* Exercise materials *
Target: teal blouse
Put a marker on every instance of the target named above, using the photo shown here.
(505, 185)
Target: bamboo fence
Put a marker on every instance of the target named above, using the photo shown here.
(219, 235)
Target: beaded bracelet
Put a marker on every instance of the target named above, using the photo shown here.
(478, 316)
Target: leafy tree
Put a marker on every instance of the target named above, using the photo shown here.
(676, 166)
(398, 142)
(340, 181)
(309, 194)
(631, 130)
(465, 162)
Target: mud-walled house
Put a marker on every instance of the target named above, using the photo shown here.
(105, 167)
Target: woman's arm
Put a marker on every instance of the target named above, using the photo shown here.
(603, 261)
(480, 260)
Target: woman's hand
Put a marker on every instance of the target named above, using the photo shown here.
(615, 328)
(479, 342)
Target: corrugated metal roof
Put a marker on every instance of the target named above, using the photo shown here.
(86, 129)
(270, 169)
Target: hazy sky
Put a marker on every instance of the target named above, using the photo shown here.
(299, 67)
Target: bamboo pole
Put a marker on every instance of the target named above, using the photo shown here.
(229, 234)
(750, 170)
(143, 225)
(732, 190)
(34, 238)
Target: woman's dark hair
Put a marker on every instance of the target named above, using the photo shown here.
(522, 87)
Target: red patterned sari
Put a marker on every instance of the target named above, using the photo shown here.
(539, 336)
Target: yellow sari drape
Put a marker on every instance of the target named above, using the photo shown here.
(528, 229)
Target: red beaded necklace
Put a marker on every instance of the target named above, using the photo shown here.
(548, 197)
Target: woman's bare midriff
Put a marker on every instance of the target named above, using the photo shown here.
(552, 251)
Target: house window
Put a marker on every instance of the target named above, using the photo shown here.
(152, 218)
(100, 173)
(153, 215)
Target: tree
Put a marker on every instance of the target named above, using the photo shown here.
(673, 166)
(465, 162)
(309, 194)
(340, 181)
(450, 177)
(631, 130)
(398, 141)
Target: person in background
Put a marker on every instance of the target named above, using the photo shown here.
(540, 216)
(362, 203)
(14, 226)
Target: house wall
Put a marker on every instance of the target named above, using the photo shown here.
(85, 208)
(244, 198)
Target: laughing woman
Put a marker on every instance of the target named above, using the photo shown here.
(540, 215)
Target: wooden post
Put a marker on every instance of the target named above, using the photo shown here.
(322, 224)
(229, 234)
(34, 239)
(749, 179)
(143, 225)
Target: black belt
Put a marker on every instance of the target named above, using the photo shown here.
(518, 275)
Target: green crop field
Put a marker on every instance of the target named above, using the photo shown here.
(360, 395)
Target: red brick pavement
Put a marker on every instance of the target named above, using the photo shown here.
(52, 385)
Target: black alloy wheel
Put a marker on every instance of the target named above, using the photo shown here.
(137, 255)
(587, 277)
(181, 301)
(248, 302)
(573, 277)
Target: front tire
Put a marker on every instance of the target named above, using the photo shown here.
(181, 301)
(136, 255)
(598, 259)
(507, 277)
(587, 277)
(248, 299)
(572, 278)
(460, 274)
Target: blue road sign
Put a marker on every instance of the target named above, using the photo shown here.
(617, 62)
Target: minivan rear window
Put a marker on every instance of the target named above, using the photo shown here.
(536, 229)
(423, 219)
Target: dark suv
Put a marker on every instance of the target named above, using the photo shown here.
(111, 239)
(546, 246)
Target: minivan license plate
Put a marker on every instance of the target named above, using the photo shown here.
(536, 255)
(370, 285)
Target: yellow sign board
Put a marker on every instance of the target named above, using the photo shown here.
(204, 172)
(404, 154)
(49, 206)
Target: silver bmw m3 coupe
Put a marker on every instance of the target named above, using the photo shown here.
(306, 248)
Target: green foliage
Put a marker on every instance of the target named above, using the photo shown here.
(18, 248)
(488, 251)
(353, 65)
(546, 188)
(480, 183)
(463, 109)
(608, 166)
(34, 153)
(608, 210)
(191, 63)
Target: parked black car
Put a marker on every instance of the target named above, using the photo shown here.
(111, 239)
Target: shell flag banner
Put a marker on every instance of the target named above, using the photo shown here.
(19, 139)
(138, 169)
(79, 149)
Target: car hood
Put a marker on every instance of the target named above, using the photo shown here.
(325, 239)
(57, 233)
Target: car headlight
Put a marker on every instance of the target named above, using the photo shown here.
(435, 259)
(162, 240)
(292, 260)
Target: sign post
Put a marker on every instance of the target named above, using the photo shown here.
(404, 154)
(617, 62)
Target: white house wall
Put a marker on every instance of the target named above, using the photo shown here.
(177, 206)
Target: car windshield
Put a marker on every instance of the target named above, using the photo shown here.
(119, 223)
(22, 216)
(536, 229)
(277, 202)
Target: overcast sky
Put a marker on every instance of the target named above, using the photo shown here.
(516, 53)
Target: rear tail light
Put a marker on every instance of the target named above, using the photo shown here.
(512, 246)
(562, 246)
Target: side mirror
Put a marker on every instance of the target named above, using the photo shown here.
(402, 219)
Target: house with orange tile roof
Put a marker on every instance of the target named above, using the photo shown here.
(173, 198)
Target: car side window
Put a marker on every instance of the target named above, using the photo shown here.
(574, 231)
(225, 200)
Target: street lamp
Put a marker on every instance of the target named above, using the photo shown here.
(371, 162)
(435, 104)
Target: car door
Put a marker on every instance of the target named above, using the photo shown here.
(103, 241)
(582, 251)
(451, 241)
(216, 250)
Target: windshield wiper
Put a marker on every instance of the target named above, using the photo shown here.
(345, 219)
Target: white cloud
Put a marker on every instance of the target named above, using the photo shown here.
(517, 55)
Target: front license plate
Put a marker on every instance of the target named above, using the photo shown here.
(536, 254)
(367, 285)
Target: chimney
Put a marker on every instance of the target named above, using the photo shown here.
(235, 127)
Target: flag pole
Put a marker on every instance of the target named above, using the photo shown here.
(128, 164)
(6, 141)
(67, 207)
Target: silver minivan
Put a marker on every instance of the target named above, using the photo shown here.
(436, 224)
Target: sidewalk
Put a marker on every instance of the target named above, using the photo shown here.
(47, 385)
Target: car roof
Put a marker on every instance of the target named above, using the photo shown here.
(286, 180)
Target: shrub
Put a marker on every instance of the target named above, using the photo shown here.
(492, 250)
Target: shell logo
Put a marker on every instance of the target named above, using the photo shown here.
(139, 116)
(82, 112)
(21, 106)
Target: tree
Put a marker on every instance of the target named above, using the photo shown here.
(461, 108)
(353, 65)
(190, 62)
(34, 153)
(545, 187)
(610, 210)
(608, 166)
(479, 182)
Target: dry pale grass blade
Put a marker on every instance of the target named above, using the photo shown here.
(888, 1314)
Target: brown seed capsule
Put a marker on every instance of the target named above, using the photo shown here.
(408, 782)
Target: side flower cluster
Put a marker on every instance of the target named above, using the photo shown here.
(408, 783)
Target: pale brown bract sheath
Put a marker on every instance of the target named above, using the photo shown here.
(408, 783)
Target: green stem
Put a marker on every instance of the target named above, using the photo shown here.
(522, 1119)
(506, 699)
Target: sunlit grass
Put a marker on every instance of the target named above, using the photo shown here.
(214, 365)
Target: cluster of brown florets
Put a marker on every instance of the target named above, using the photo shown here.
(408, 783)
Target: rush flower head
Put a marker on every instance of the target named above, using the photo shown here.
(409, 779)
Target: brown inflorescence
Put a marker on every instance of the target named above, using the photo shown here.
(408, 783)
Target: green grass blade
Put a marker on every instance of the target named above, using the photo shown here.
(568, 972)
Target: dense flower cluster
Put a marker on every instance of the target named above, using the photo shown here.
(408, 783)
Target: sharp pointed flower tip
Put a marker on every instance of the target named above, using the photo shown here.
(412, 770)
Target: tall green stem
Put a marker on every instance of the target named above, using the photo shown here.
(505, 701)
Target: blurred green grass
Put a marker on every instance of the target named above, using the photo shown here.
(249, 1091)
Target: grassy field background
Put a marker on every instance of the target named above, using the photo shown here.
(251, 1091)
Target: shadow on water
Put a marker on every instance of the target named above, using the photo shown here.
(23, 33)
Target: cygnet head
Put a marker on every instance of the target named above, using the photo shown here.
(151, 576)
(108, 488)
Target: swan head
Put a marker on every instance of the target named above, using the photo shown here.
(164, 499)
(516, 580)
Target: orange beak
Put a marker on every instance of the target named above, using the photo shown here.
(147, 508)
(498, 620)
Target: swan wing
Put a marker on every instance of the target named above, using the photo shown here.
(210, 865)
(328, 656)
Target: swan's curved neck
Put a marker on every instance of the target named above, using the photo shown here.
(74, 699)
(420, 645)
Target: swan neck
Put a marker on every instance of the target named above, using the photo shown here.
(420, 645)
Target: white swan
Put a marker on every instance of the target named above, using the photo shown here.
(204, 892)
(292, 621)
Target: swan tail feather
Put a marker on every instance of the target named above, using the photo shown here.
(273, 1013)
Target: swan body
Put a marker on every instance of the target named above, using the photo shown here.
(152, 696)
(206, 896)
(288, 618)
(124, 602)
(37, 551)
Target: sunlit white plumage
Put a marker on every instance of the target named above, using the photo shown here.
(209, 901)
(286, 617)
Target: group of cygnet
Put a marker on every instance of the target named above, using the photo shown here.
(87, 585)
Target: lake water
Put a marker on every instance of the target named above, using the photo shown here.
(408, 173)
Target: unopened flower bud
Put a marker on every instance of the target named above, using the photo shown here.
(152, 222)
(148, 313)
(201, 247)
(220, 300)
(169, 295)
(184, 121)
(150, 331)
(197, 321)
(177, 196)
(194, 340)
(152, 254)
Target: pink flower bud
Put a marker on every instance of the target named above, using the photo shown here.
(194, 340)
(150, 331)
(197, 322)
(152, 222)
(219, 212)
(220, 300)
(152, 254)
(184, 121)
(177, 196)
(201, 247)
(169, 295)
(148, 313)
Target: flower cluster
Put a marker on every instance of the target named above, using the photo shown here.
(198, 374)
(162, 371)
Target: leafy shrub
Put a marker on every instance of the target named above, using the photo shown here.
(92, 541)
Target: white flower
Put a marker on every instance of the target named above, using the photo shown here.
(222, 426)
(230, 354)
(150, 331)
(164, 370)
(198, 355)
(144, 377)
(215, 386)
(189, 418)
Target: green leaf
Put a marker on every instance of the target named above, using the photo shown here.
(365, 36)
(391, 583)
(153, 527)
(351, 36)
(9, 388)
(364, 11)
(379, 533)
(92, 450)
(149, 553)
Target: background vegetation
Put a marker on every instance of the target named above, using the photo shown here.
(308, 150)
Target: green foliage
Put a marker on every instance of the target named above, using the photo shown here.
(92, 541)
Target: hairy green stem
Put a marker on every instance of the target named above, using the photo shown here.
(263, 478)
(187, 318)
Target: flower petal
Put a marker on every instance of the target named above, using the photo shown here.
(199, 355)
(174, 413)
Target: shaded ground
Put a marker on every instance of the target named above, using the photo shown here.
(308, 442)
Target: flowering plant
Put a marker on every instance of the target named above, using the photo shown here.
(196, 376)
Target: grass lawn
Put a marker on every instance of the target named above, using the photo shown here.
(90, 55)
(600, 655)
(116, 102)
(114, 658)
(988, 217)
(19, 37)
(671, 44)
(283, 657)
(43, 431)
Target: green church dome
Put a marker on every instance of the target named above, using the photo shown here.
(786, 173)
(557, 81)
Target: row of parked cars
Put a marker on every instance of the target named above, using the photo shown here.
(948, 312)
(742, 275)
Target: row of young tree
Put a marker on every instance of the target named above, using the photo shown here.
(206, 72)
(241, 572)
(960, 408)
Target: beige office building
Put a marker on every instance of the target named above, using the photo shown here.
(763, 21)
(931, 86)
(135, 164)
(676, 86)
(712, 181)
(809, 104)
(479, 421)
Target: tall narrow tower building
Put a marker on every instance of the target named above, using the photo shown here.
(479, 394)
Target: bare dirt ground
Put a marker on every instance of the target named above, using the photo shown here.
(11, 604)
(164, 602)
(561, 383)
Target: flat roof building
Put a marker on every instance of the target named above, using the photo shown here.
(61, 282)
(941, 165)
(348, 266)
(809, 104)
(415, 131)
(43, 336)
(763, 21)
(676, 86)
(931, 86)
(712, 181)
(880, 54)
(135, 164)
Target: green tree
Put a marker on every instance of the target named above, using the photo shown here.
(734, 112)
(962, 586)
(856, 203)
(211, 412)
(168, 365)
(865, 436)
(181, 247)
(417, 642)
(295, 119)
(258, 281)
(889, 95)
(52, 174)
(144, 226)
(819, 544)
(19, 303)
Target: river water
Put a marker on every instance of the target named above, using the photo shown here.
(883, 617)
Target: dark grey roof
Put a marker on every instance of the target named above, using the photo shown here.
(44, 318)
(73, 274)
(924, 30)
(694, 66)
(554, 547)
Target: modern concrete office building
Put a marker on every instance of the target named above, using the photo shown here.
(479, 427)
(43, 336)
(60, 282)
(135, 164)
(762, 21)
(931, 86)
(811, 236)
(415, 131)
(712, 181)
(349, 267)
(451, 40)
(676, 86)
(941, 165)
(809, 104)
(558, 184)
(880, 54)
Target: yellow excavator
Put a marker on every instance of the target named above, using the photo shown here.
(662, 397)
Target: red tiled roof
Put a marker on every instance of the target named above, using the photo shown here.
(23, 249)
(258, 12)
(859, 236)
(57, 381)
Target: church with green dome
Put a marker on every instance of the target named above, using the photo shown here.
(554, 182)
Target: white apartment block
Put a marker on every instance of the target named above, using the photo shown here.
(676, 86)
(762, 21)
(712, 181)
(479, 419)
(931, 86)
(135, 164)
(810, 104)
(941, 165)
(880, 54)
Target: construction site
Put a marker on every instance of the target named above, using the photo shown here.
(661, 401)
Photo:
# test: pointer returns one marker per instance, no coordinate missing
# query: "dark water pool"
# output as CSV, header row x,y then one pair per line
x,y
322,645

* Objective *
Quote the lines of the listing above that run from the line with "Target: yellow excavator" through its last line, both included, and nothing else.

* Written solution *
Target: yellow excavator
Put a marker on every instance of the target named above, using the photo shown here.
(662, 397)
Target: red tiled roof
Put a marker on every instance of the target named above, using the photo shown here.
(23, 249)
(258, 12)
(859, 236)
(57, 381)
Target: church with green dome
Put a marker on every instance of the target named above, using the photo shown here.
(554, 182)
Target: white apartment block
Put a marker on every instance of the target named above, using the photo shown here.
(676, 86)
(762, 21)
(712, 181)
(479, 419)
(931, 86)
(135, 164)
(810, 104)
(941, 165)
(880, 54)
Target: construction site
Put a marker on every instance of the target named above, using the photo shown here.
(661, 401)
Photo:
# test: pointer returns one marker per instance, no coordinate missing
# query: "dark water pool"
# output as CSV, header row x,y then one pair per line
x,y
322,645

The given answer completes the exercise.